## Task
Repeat the data word for word. Do not include the pictures.

Object position labeling entries

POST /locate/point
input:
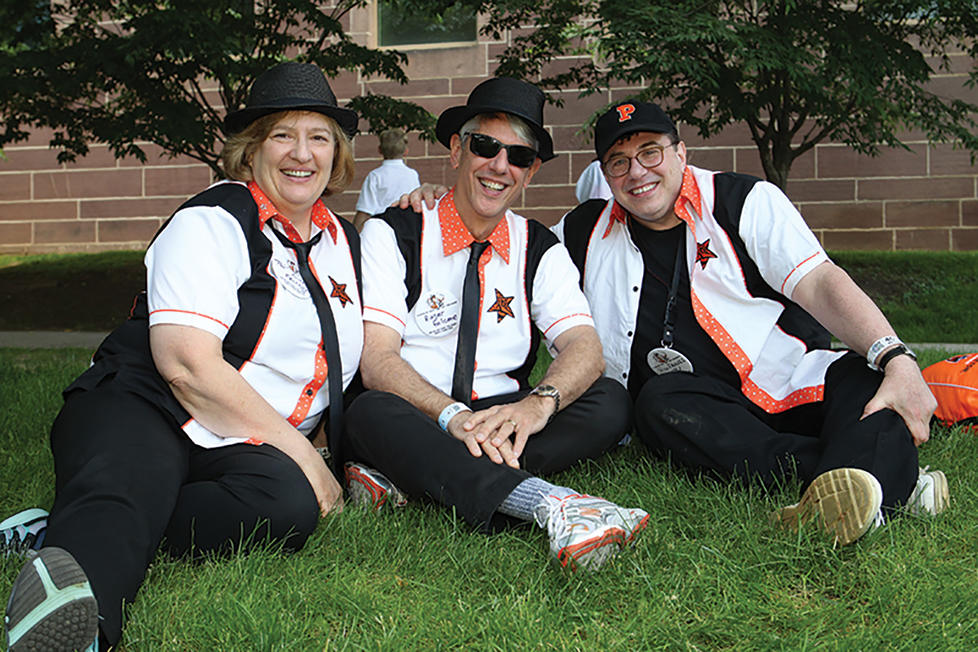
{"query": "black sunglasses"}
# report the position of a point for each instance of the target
(487, 147)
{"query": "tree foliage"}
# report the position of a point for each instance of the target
(795, 72)
(128, 72)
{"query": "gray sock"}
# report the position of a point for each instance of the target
(527, 495)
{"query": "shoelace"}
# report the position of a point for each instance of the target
(554, 519)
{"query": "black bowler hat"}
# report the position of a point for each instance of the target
(626, 118)
(500, 95)
(291, 86)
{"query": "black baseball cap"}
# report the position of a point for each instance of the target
(626, 118)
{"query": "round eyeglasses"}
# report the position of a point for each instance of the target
(618, 166)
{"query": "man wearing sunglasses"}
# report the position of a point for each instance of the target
(455, 300)
(712, 298)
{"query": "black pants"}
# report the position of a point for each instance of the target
(391, 435)
(127, 477)
(707, 425)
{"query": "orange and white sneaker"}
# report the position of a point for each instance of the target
(846, 502)
(585, 531)
(370, 488)
(930, 495)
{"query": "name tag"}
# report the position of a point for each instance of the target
(437, 313)
(667, 361)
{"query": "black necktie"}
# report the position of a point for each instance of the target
(334, 366)
(468, 328)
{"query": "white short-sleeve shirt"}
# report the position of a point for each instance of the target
(429, 328)
(195, 269)
(385, 184)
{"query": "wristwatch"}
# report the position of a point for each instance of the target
(552, 392)
(899, 349)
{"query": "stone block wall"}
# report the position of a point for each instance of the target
(922, 198)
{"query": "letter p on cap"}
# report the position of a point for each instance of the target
(625, 112)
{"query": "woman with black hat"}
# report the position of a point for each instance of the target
(193, 424)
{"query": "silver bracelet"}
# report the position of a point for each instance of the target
(449, 413)
(877, 348)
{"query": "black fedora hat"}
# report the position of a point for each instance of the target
(291, 86)
(499, 95)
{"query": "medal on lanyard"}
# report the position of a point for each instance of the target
(664, 359)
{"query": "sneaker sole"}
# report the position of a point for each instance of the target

## Full answer
POST /locate/point
input:
{"query": "black sunglasses"}
# report the position of a point for each instance of the target
(487, 147)
{"query": "tree foliage"}
# report the position of a point for each instance of the target
(795, 72)
(128, 72)
{"query": "gray sock"}
# report the position of a point for each instance of the target
(527, 495)
{"query": "shoelace"}
# report the position of a point for each instance of the target
(554, 519)
{"query": "black bowler hat"}
# report the position of a point for each instance of the target
(626, 118)
(500, 95)
(291, 86)
{"query": "black baseball cap"}
# report the position of a point for each instance of the target
(626, 118)
{"query": "round eyeglasses"}
# report the position of a point for each instance of the target
(618, 166)
{"query": "man wearing sunglasses"}
# report the position of a point for each instance of the target
(455, 300)
(712, 298)
{"query": "black pants"}
# report the position of a point for each instance of the target
(391, 435)
(127, 477)
(707, 425)
{"query": "orange and white sneaker"}
# report the position of a point for each instance of the target
(846, 502)
(585, 531)
(370, 488)
(930, 495)
{"query": "name tag"}
# report the position of a point for each instance of the target
(437, 313)
(667, 361)
{"query": "black necktie"}
# report the position of a point for each instance of the target
(334, 366)
(468, 328)
{"query": "white short-sleeve shirt"}
# report the position of a point for each instance of the target
(429, 328)
(195, 269)
(385, 184)
{"query": "wristwatch"}
# report the position of a point for each instance of the target
(552, 392)
(899, 349)
{"query": "stone block wall"}
# report the position of a point for each instance of the target
(922, 198)
{"query": "letter p on cap"}
# report the position of a point for each instance of the target
(625, 112)
{"query": "woman with black hat"}
# report the position of a point for each instance of the target
(193, 424)
{"query": "silver bracelet"}
# report the position of a point for each instance of the target
(449, 413)
(877, 348)
{"query": "black fedora hat"}
# report the position of a point for each instance of the target
(291, 86)
(499, 95)
{"query": "medal on lanyard"}
# report the position of a point for each instance of the target
(664, 359)
{"query": "sneaker sole"}
# report the position of a point for each instance of the target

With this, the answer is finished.